§ **Job item**: State how many lines in the material contain the string "clicks", matching case exactly, and give only that number.

(Collected data)
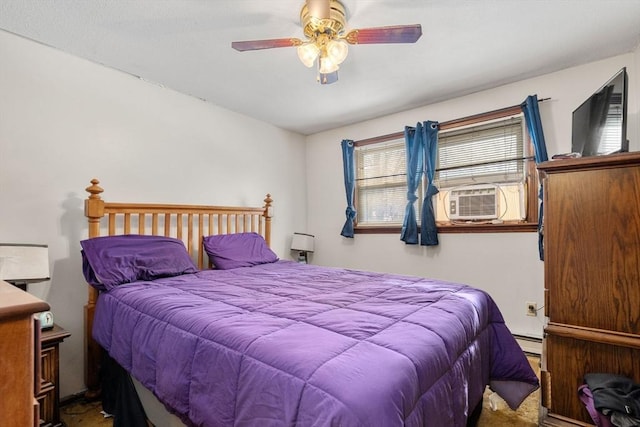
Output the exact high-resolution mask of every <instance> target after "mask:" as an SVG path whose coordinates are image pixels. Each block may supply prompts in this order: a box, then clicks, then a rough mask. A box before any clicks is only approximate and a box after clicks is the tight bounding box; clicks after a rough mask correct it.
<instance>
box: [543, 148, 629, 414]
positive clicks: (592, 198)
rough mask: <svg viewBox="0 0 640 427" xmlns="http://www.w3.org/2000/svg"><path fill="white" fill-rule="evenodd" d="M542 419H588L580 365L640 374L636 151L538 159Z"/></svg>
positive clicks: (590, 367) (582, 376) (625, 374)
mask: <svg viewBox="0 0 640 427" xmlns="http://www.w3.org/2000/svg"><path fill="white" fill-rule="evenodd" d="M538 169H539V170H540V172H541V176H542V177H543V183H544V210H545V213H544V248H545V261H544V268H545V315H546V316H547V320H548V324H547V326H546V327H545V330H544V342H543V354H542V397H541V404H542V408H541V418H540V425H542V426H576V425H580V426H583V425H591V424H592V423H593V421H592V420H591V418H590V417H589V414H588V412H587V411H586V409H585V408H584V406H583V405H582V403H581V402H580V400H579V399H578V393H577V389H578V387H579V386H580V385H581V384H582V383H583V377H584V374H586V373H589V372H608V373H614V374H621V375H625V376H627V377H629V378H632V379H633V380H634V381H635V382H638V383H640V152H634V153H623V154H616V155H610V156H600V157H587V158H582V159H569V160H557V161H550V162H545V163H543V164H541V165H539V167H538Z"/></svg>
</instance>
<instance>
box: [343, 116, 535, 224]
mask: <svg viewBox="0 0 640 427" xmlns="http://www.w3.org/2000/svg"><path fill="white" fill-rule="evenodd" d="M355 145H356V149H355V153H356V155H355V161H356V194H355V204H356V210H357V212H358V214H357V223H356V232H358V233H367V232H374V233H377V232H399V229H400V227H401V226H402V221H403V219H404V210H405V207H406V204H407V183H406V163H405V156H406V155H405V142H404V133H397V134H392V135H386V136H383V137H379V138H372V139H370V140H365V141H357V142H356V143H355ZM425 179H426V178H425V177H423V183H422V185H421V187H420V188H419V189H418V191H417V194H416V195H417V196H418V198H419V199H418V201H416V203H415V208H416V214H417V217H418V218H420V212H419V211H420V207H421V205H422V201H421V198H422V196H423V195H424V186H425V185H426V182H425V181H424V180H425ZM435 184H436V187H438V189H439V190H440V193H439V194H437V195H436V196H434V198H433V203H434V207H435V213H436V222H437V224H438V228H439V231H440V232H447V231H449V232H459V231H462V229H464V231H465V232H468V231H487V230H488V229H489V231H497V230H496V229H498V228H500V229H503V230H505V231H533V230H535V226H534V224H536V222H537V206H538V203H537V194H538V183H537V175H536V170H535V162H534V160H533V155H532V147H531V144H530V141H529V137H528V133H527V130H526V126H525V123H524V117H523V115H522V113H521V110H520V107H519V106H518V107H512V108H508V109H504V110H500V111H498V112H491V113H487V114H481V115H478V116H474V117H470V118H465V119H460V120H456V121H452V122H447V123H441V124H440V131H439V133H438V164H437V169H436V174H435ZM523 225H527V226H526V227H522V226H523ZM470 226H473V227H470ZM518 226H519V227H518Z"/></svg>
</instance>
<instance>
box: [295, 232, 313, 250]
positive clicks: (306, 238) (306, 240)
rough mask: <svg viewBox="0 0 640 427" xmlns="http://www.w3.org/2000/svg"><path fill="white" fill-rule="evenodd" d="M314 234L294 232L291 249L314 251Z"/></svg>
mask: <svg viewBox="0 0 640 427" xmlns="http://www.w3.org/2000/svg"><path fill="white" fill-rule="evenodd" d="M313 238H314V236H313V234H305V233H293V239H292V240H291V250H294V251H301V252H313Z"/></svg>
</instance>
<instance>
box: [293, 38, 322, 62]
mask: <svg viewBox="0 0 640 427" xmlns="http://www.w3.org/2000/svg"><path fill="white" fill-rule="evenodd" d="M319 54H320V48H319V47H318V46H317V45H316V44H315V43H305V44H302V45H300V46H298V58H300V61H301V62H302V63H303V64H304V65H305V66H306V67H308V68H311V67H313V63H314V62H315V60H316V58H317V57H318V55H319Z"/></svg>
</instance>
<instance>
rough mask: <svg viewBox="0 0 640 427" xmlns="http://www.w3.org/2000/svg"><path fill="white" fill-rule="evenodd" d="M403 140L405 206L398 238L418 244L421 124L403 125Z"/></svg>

§ **Answer section**: 4